## EXERCISE INSTRUCTIONS
Count the lines in the data below that contain the string "coat", treating uppercase and lowercase as different. Reply with the number only.

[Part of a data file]
^^^^
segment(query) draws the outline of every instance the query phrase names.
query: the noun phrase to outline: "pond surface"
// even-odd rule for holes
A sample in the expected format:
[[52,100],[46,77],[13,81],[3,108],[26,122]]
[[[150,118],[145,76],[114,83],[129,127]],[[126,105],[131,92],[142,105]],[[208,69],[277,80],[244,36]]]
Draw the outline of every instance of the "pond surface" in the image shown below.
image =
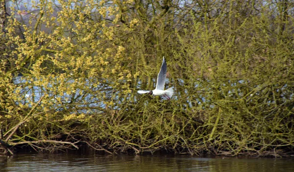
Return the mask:
[[0,157],[0,172],[294,172],[294,158],[22,153]]

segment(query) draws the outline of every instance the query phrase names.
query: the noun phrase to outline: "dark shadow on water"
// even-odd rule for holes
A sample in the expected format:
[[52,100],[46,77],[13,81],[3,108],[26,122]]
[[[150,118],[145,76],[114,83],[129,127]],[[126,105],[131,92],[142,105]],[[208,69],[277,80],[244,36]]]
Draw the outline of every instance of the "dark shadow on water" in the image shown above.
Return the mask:
[[[24,150],[24,149],[23,149]],[[25,150],[25,149],[24,149]],[[0,157],[1,172],[293,172],[294,158],[110,155],[79,150],[19,151]]]

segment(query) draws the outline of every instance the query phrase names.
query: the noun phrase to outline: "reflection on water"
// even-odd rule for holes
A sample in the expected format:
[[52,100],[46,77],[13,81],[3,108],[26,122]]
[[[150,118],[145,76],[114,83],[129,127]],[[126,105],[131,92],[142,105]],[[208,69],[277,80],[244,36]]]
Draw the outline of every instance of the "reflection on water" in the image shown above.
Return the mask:
[[19,153],[0,157],[0,172],[294,172],[294,158]]

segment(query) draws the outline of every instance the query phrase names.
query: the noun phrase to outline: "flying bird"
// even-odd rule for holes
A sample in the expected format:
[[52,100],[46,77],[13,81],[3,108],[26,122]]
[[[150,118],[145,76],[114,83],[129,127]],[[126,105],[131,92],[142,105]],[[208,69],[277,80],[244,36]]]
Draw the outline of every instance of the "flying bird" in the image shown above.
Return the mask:
[[171,98],[173,94],[173,90],[171,87],[166,90],[164,89],[164,84],[165,84],[165,79],[167,76],[167,71],[168,66],[167,62],[165,61],[164,56],[162,60],[162,65],[158,75],[157,75],[157,82],[156,82],[156,87],[152,91],[149,90],[139,90],[137,92],[139,94],[147,94],[153,96],[162,96],[164,99],[171,99]]

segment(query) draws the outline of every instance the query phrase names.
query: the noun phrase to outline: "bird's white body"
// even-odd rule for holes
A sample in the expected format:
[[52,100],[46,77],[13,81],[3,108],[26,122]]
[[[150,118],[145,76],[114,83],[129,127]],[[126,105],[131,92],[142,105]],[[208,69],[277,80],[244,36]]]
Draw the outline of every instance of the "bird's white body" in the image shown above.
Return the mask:
[[148,94],[152,95],[153,96],[162,96],[164,99],[170,99],[173,94],[173,90],[172,89],[172,88],[170,88],[166,90],[164,90],[167,68],[167,63],[164,57],[163,57],[161,68],[160,68],[160,71],[157,75],[157,82],[156,82],[156,87],[155,89],[152,91],[139,90],[138,93],[148,93]]

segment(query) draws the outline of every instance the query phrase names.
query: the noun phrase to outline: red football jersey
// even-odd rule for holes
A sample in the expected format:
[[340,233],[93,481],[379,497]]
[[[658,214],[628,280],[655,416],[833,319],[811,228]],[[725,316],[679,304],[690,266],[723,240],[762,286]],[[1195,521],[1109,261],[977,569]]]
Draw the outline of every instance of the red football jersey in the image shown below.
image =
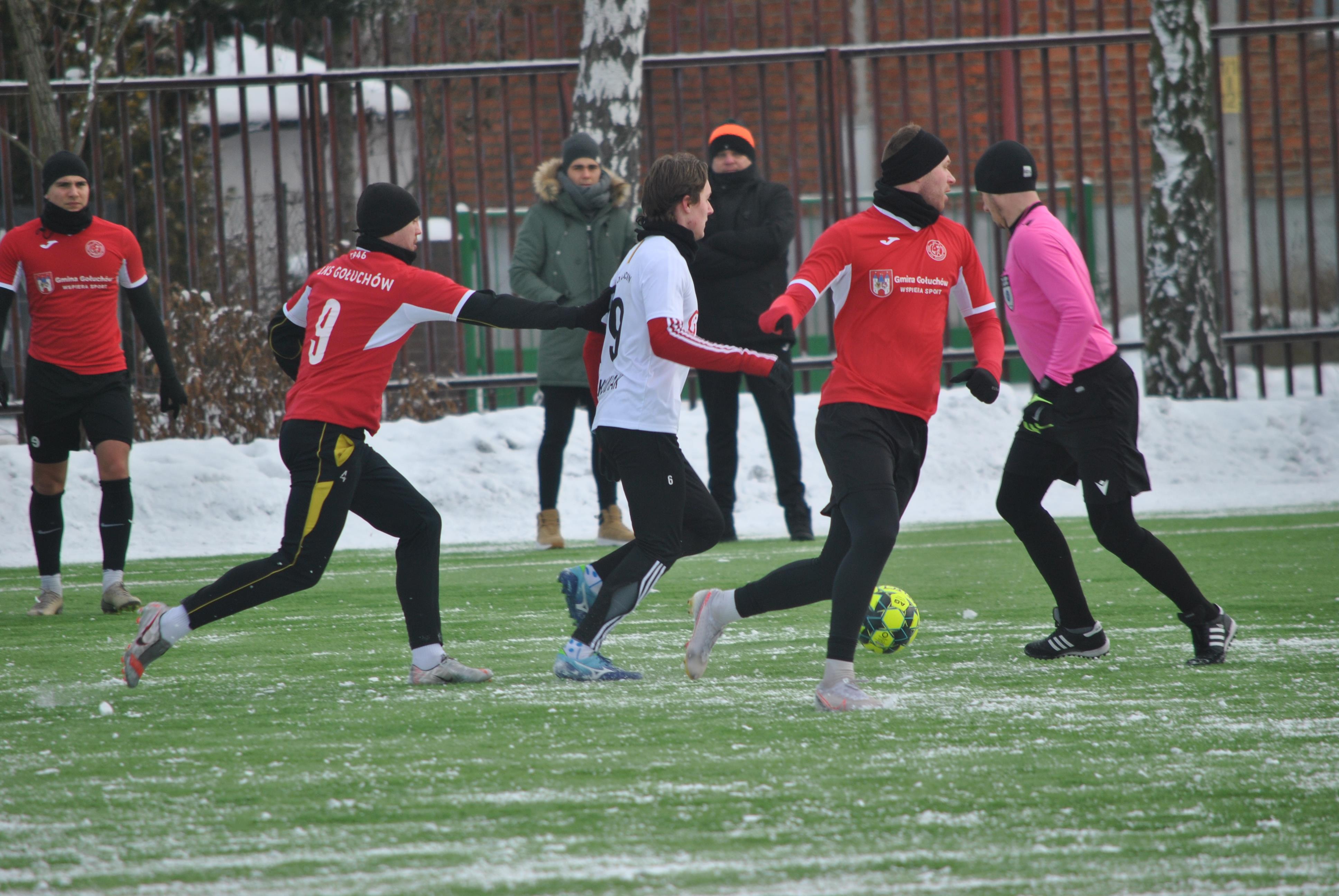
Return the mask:
[[939,407],[948,300],[996,376],[1004,333],[976,245],[961,224],[925,228],[870,206],[823,230],[786,295],[809,309],[832,287],[837,360],[819,404],[860,402],[928,421]]
[[0,240],[0,284],[15,292],[20,283],[28,287],[28,354],[76,374],[126,370],[119,288],[147,279],[135,234],[98,217],[74,236],[33,218]]
[[384,252],[353,249],[316,271],[284,304],[307,327],[284,417],[375,433],[382,392],[415,324],[455,320],[474,295]]

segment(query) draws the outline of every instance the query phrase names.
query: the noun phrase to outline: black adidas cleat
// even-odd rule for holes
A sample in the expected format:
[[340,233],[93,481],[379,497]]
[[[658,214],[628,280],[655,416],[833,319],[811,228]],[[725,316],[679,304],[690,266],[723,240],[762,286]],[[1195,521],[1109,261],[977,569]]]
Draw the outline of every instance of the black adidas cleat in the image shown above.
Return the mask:
[[1196,613],[1177,613],[1190,629],[1190,643],[1194,644],[1194,656],[1185,662],[1186,666],[1221,663],[1228,656],[1232,639],[1237,636],[1237,621],[1223,612],[1223,607],[1213,604],[1213,608],[1218,615],[1209,620],[1202,620]]
[[1111,642],[1102,631],[1102,623],[1094,623],[1093,628],[1066,628],[1060,624],[1059,608],[1051,609],[1055,617],[1055,631],[1046,638],[1028,642],[1023,652],[1032,659],[1059,659],[1062,656],[1086,656],[1095,659],[1106,655],[1111,650]]

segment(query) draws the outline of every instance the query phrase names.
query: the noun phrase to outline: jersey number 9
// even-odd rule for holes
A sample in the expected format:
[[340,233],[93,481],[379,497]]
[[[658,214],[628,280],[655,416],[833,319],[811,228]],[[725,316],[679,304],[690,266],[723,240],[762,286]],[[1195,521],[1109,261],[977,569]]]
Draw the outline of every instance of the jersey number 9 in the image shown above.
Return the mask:
[[615,299],[609,303],[609,335],[613,336],[613,344],[609,346],[609,360],[616,360],[619,358],[619,339],[623,336],[623,299]]
[[316,319],[316,329],[312,331],[312,343],[307,347],[307,360],[320,364],[321,359],[325,358],[325,347],[329,344],[331,331],[335,329],[337,319],[339,301],[327,299],[325,307],[321,308],[321,316]]

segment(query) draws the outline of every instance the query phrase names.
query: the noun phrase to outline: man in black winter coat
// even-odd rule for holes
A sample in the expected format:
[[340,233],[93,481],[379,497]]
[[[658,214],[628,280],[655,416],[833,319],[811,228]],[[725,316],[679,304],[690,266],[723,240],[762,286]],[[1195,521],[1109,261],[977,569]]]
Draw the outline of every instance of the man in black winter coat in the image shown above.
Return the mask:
^^^^
## TASK RESULT
2